_Aim of the task_: Recast the items from their first line through the line containing "positive clicks: (35, 90)", including that line, as a Markdown table with the columns Row and Item line. Number each row and omit blank lines.

_Given entries_:
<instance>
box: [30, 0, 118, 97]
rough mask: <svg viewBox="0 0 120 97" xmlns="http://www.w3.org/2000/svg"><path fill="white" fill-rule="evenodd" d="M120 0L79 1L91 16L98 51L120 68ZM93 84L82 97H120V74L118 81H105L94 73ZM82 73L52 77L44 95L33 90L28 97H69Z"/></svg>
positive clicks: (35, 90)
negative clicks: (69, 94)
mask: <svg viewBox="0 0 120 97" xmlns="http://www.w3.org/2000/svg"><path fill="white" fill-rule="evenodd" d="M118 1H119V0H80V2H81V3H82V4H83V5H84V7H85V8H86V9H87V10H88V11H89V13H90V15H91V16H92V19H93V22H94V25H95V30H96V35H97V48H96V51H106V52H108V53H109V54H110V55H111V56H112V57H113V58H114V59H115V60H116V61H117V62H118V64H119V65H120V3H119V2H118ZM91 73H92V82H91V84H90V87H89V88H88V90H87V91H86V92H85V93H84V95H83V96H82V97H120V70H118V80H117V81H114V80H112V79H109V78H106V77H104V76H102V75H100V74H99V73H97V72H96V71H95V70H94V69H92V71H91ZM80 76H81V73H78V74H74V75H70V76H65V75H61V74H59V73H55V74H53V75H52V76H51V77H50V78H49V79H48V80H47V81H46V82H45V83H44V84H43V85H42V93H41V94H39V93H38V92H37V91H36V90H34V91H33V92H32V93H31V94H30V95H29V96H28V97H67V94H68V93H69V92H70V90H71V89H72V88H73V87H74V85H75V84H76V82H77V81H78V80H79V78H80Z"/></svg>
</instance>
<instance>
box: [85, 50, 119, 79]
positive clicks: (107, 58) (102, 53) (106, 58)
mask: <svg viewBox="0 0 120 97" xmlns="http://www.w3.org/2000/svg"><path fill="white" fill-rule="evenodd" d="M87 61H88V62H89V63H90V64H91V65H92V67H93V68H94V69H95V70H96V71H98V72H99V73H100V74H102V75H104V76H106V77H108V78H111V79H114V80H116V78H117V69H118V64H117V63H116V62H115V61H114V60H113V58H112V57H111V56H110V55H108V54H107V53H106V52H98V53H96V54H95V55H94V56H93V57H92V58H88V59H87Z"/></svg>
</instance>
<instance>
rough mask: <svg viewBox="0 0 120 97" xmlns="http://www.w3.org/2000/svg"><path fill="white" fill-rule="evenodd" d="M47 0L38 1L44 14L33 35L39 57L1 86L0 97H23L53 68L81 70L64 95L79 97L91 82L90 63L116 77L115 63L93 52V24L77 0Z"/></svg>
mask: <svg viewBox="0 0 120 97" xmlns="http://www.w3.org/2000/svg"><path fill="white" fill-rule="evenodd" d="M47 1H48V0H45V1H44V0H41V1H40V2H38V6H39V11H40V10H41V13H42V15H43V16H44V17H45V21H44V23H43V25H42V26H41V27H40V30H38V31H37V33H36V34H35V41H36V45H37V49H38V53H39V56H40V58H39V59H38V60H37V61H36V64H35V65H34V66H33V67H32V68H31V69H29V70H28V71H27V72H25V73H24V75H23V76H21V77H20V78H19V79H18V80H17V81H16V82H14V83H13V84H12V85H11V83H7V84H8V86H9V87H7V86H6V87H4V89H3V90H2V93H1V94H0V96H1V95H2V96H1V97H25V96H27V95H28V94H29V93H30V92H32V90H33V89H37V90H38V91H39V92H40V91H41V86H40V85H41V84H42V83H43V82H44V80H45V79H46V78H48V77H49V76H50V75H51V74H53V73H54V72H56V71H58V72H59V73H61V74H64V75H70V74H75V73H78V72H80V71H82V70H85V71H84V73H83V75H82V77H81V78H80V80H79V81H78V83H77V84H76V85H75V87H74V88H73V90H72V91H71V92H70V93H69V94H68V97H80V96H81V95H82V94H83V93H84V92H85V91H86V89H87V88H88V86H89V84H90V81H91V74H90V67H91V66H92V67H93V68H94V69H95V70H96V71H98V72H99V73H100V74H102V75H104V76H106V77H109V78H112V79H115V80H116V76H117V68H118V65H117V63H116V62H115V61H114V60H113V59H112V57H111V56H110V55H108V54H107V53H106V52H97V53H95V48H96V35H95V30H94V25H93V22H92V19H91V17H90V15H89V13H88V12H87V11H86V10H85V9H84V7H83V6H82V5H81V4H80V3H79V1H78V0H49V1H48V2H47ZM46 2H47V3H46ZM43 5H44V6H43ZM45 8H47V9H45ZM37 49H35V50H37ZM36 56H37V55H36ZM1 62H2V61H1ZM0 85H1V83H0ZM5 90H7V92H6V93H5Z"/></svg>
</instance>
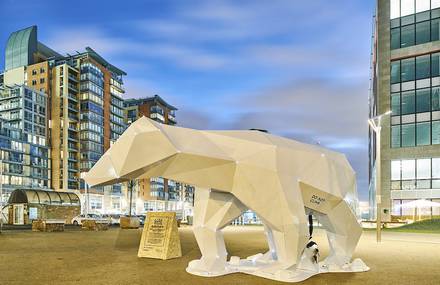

_Task result_:
| Row | Item line |
|---|---|
| 1 | <instance> |
| 2 | box: [30, 0, 118, 97] |
| 3 | rough mask: <svg viewBox="0 0 120 97" xmlns="http://www.w3.org/2000/svg"><path fill="white" fill-rule="evenodd" d="M120 0L79 1L91 16L98 51L120 68ZM93 84L82 97H120V74L118 81H105L94 73ZM82 73L52 77L44 95L33 90L28 97H69Z"/></svg> |
| 4 | positive clicks: (35, 90) |